• ACTIVITY:
Resume the forum thread about billing CPT codes 64483 and 62311 together, picking up right after its final line.

*** Opening DOCUMENT TEXT ***

# 64483 and 62311 HELP!!



## EricaWildinger (Sep 11, 2013)

Hi!
I have a doctor here that does a lot of injections.  I don't know when it's appropriate to to bill 64483 and 62311 together.  I understand that 64483 is considered to be a component of 62311, but it's modifiable.  Under what circumstances should you modify?  Any help would be greatly appreciated!

Erica Wildinger, CPC


----------



## dwaldman (Sep 12, 2013)

I would work with the physician to consider performing at separate encounters on separate days. Without writing NCCI it is hard to say if it is separate levels/anatomical area or separate patient encounters on the same day. You can even fax the question as you posted it, They would respond and you would have an official answer

National Correct Coding Initiative
Correct Coding Solutions LLC
P.O. Box 907
Carmel, IN 46082-0907

Attention:  Niles R. Rosen, M.D., Medical Director and Linda S. Dietz, RHIA, CCS, CCS-P, Coding Specialist

Fax #:  317-571-1745


----------



## npricercm (Sep 13, 2013)

*** Closing DOCUMENT TEXT ***
*** Opening INFORMATION SHOWN ***

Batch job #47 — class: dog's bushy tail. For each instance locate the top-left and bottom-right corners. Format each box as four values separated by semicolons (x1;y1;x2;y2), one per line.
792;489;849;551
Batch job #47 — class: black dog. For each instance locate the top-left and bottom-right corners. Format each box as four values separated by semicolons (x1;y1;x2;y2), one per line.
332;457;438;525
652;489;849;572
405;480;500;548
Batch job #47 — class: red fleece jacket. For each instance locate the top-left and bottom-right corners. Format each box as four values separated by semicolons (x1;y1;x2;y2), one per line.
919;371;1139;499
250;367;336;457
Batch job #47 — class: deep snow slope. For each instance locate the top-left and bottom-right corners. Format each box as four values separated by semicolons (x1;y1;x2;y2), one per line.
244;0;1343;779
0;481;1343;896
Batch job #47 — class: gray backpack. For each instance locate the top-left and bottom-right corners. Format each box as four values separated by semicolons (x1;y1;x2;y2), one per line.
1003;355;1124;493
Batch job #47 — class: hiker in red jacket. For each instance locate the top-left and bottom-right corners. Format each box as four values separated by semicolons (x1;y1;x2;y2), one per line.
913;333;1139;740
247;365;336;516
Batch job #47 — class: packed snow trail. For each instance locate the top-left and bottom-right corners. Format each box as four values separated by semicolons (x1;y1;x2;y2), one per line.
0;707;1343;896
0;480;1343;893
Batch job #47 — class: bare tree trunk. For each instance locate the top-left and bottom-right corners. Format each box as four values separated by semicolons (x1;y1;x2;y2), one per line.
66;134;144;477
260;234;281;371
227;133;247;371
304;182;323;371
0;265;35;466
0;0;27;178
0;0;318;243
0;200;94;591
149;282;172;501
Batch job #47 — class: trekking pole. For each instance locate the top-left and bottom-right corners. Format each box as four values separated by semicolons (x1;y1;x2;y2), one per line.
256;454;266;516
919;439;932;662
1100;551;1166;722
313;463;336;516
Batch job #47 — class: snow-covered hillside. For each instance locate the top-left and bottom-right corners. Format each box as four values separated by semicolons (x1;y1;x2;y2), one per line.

*** Closing INFORMATION SHOWN ***

• YOUR RESPONSE:
EricaWildinger said:


> Hi!
> I have a doctor here that does a lot of injections.  I don't know when it's appropriate to to bill 64483 and 62311 together.  I understand that 64483 is considered to be a component of 62311, but it's modifiable.  Under what circumstances should you modify?  Any help would be greatly appreciated!
> 
> Erica Wildinger, CPC



Why don't you sign up for the trial AAPC coder on this website.  It has a CCI function that would be beneficial.


----------



## EricaWildinger (Sep 13, 2013)

Thank you for all your responses!!  I appreciate it!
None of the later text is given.